> Studietekst:
------------------------------------
Ministerie van Volksgezondheid, Welzijn en Sport

Kamerstuk, 6-10-2004

Motie Lambrechts/Van Miltenburg (29 564, nr. 8) inzake zorgvernieuwingsgelden

De Voorzitter van de Tweede Kamer
der Staten-Generaal
Postbus 20018
2500 EA DEN HAAG

DBO-CB-U-2516254

6 oktober 2004

In uw brief VWS/04/56/LD d.d. 89 september jl. verzoekt u mij aan te geven wat de stand van zaken is met betrekking tot de uitvoering van de motie Lambrechts/Van Miltenburg inzake zorgvernieuwingsgelden.

In reactie op de oorspronkelijke motie Lambrechts (29 200 XVI, nr.100) heb ik aangegeven bereid te zijn om te bezien hoe er, afhankelijk van de uitkomst van door de zorginstellingen aan te leveren gegevens, alsnog middelen voor zorgvernieuwing in de sector verpleging en verzorging kan worden ingezet. Dit tot een maximaal bedrag van EUR 100 mln.

Bij brief van 30 juni 2004 heb ik u mijn standpunt in deze laten weten. Daarover hebben wij op 1 juli jl. gedebatteerd. Na afloop van het debat heeft uw Kamer de motie Lambrechts/Van Miltenburg aangenomen.
------------------------------------
Gegevens voor verwijzende uitdrukkingen bij foto's:
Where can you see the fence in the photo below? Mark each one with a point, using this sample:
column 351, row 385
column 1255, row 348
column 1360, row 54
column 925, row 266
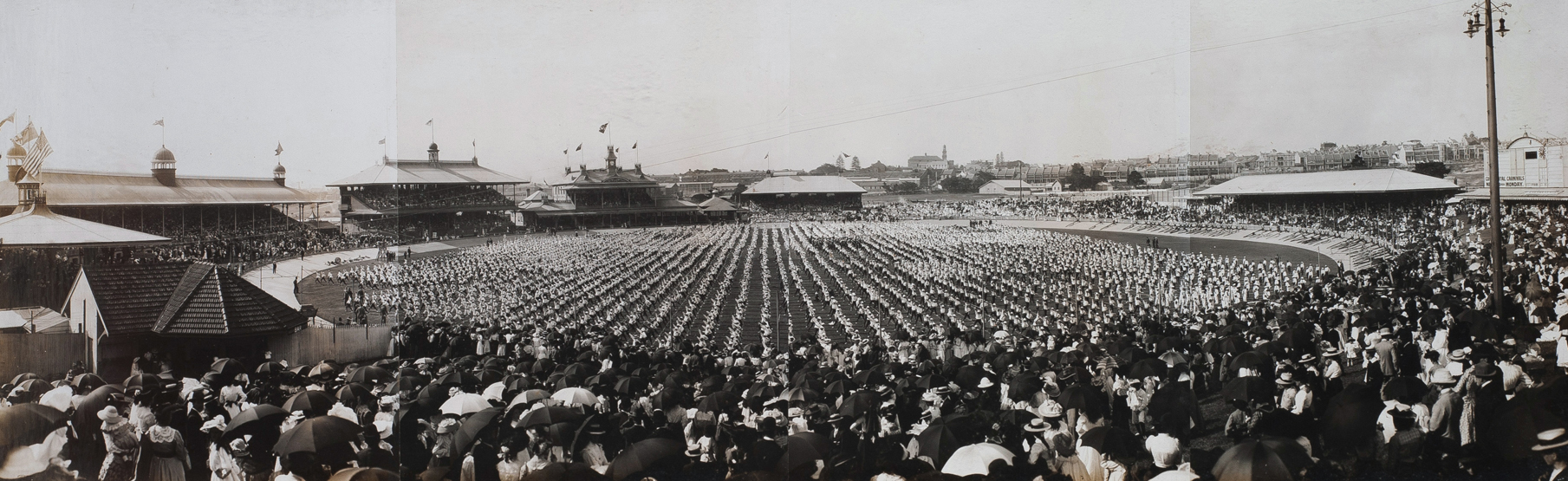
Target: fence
column 348, row 343
column 49, row 354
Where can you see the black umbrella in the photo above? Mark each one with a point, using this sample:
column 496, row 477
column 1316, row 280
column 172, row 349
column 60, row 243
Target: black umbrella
column 259, row 419
column 1110, row 440
column 314, row 403
column 317, row 434
column 1248, row 389
column 643, row 455
column 804, row 450
column 29, row 424
column 370, row 374
column 550, row 415
column 471, row 428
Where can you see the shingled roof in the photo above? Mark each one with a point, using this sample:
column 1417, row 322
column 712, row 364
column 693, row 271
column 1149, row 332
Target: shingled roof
column 185, row 300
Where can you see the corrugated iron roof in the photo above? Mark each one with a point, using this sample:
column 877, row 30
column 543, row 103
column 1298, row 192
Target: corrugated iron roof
column 185, row 300
column 424, row 171
column 804, row 185
column 41, row 228
column 1333, row 182
column 74, row 188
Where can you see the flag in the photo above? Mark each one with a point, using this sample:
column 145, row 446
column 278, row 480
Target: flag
column 27, row 135
column 35, row 157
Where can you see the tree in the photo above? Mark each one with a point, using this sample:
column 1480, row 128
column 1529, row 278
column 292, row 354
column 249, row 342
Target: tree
column 1135, row 179
column 1432, row 168
column 1077, row 179
column 960, row 185
column 825, row 170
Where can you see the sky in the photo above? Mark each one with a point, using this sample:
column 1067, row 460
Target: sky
column 755, row 85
------------------------------------
> Werkopdracht A:
Noem alle datums in de studietekst die met jaartal erbij staan.
> Werkopdracht B:
Geef voor elke bewering aan of ze klopt met de studietekst. Antwoord met ja of nee en citeer de beslissende woorden.
(i) Voor zorgvernieuwing in de sector verpleging en verzorging gaat het om maximaal EUR 100 mln.
(ii) Het debat over het standpunt vond plaats op 30 juni 2004.
(iii) De Kamer heeft de motie Lambrechts/Van Miltenburg aangenomen.
Baseer je uitsluitend op de studietekst.

> Antwoordvak A:
6-10-2004
6 oktober 2004
30 juni 2004

> Antwoordvak B:
(i) Ja: "Dit tot een maximaal bedrag van EUR 100 mln."
(ii) Nee: "Daarover hebben wij op 1 juli jl. gedebatteerd."
(iii) Ja: "Na afloop van het debat heeft uw Kamer de motie Lambrechts/Van Miltenburg aangenomen."